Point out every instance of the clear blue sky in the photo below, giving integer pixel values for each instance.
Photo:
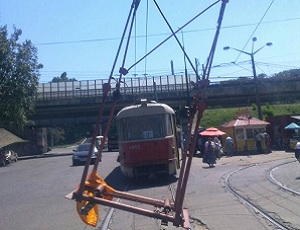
(82, 37)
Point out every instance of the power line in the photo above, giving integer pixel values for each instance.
(159, 34)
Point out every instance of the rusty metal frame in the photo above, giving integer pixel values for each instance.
(165, 210)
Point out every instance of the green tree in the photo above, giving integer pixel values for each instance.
(63, 78)
(19, 75)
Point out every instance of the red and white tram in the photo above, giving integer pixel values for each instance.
(147, 140)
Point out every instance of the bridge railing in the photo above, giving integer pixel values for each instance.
(129, 86)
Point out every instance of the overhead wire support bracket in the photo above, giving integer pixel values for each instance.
(93, 190)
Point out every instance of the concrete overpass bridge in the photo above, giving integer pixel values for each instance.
(79, 101)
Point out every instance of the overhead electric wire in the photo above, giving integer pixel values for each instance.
(159, 34)
(250, 37)
(156, 47)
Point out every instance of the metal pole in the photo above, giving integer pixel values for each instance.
(257, 95)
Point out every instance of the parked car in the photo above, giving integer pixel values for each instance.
(7, 157)
(2, 159)
(81, 152)
(11, 156)
(113, 142)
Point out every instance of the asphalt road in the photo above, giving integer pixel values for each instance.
(32, 192)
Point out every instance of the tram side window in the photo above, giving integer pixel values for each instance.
(168, 122)
(145, 127)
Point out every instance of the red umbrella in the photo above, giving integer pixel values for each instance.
(212, 132)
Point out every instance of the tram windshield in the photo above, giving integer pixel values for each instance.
(145, 127)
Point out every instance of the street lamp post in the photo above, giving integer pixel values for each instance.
(257, 95)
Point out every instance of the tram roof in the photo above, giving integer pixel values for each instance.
(149, 109)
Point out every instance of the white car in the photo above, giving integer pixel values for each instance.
(81, 153)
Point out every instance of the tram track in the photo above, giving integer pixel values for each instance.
(266, 196)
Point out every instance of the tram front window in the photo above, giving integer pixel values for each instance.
(145, 127)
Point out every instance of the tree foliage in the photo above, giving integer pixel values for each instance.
(19, 76)
(63, 78)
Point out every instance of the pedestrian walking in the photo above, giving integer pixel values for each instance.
(267, 142)
(209, 153)
(229, 146)
(258, 141)
(218, 147)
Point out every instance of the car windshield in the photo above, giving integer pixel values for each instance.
(83, 148)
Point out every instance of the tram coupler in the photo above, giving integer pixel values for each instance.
(167, 206)
(86, 208)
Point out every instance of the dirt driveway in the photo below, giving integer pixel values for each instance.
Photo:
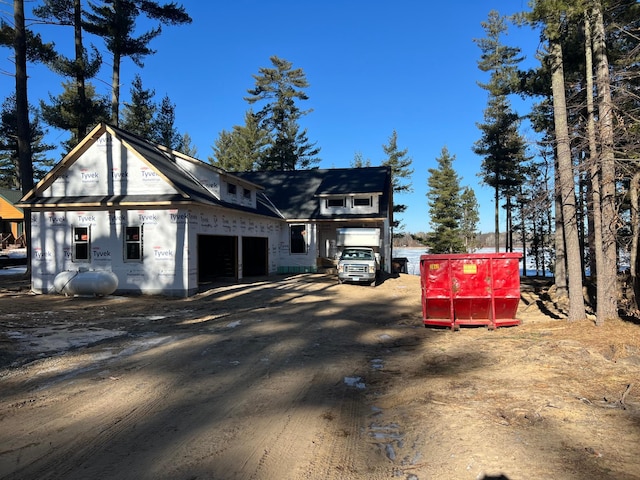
(301, 378)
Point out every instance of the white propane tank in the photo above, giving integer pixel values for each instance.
(86, 282)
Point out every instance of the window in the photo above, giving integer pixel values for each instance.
(133, 243)
(335, 202)
(81, 244)
(298, 239)
(362, 202)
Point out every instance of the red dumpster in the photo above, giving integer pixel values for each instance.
(470, 289)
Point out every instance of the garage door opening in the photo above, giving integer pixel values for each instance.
(217, 257)
(255, 256)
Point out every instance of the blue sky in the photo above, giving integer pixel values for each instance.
(373, 67)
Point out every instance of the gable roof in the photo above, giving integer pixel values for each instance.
(161, 159)
(295, 193)
(8, 208)
(11, 196)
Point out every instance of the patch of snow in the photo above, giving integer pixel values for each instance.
(355, 382)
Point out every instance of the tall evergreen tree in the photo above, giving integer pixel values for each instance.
(62, 111)
(500, 145)
(115, 22)
(9, 160)
(503, 149)
(279, 88)
(359, 161)
(165, 132)
(243, 148)
(553, 16)
(139, 114)
(470, 219)
(187, 147)
(401, 171)
(445, 208)
(80, 110)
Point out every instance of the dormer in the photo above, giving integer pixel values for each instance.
(350, 204)
(238, 191)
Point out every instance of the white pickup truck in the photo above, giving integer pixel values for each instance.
(358, 264)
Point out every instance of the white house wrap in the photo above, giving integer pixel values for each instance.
(164, 223)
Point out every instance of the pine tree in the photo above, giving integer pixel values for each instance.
(187, 147)
(86, 111)
(401, 170)
(502, 148)
(62, 111)
(470, 219)
(139, 114)
(115, 22)
(445, 208)
(359, 161)
(278, 89)
(242, 148)
(9, 161)
(164, 130)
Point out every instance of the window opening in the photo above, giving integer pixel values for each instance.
(81, 243)
(298, 239)
(133, 243)
(362, 202)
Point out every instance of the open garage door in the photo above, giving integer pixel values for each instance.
(255, 257)
(217, 257)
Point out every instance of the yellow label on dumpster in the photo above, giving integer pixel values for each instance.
(470, 268)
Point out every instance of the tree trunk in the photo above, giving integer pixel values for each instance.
(115, 89)
(607, 288)
(562, 290)
(594, 170)
(496, 234)
(22, 117)
(80, 65)
(635, 239)
(567, 184)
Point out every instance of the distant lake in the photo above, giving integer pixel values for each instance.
(413, 259)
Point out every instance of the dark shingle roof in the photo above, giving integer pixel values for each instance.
(296, 193)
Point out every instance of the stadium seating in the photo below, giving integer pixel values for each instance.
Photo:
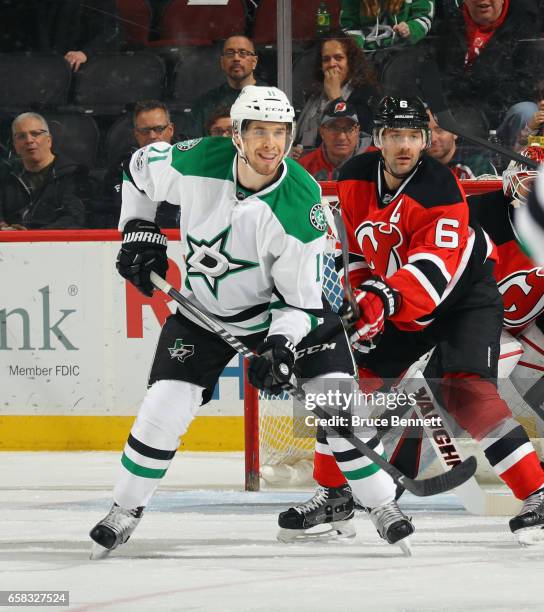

What is expected: Find each line in the data above that contains the string "blue" and copy every such line in full.

Answer to this task:
Point out every instance of the clear blue sky in the photo below, giving integer pixel values for each instance.
Point out every instance of the blue sky in the photo above, giving integer pixel values for each instance.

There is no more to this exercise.